• Source material:

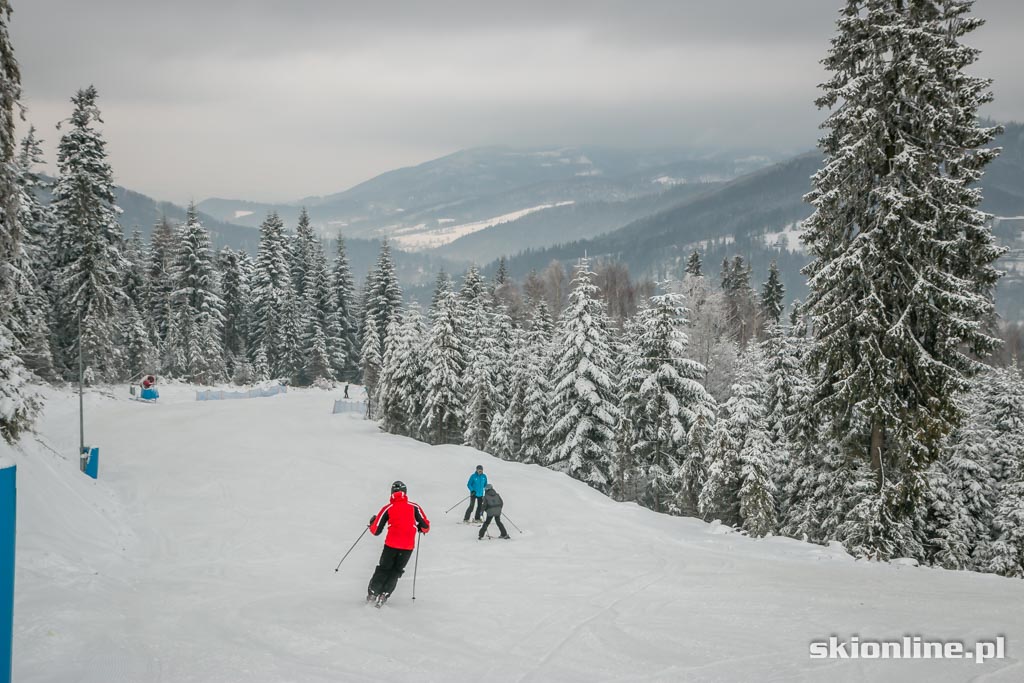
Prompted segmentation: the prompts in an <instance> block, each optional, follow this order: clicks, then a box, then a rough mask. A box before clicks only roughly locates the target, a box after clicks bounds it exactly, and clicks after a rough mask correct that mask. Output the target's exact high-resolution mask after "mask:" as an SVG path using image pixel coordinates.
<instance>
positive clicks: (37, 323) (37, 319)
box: [8, 127, 56, 381]
mask: <svg viewBox="0 0 1024 683" xmlns="http://www.w3.org/2000/svg"><path fill="white" fill-rule="evenodd" d="M41 163H42V147H41V142H40V140H39V139H38V138H37V137H36V129H35V128H34V127H32V128H30V129H29V134H28V135H27V136H26V138H25V139H24V140H23V141H22V145H20V147H19V152H18V155H17V160H16V170H15V174H16V177H17V183H18V188H19V190H20V196H19V199H18V204H19V208H20V213H19V221H20V226H22V230H23V240H22V251H20V254H19V258H18V259H17V261H16V262H15V263H14V265H13V270H12V274H13V278H14V282H13V283H12V294H13V296H12V297H11V298H10V299H8V300H9V301H10V305H11V310H10V314H11V317H12V322H11V324H10V329H11V332H12V333H13V334H14V336H15V339H16V345H17V347H18V355H19V356H20V357H22V360H23V361H24V362H25V367H26V368H27V369H28V370H30V371H31V372H32V373H34V374H35V375H36V376H38V377H40V378H42V379H44V380H49V381H52V380H55V379H56V371H55V369H54V366H53V353H52V347H51V338H52V332H51V329H50V318H51V316H52V305H51V299H50V296H49V294H50V292H51V291H52V286H53V282H52V281H53V278H52V269H51V267H50V252H49V246H50V244H52V237H51V230H52V220H51V219H50V211H49V207H47V206H43V204H42V203H41V202H40V201H39V198H38V197H37V191H39V190H40V189H43V188H44V187H45V185H46V183H45V182H44V180H43V179H42V178H41V177H40V176H39V174H37V173H36V171H35V168H36V167H37V166H39V165H40V164H41Z"/></svg>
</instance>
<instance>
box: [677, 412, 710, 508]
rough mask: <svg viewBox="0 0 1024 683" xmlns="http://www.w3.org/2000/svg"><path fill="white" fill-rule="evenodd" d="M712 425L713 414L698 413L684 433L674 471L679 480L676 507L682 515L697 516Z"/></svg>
mask: <svg viewBox="0 0 1024 683" xmlns="http://www.w3.org/2000/svg"><path fill="white" fill-rule="evenodd" d="M714 426H715V421H714V416H711V417H709V416H706V415H703V414H701V413H698V414H697V415H696V419H695V420H694V422H693V426H692V427H690V430H689V431H688V432H687V433H686V447H685V449H684V451H683V458H682V462H681V463H680V464H679V470H678V471H677V472H676V479H677V480H678V481H679V487H678V490H677V498H676V507H677V508H678V509H679V513H680V514H682V515H686V516H689V517H697V516H699V514H700V510H699V505H698V501H699V498H700V490H701V489H702V488H703V484H705V479H706V478H707V476H708V461H709V457H708V453H709V449H710V446H711V438H712V430H713V429H714Z"/></svg>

• What this task involves: Check each line of the records above for "clicks", and copy those that have it.

• Response to the task:
Prompted segmentation: the prompts in an <instance> block, each optional, follow this order: clicks, then a box, then a rough mask. A box before clicks only roughly locates the target, a box after clicks bounds it exactly, and clicks after a rough mask correct that mask. Output the target's exact high-resolution mask after "mask:" as an SVG path using image pixel coordinates.
positive clicks: (37, 323) (37, 319)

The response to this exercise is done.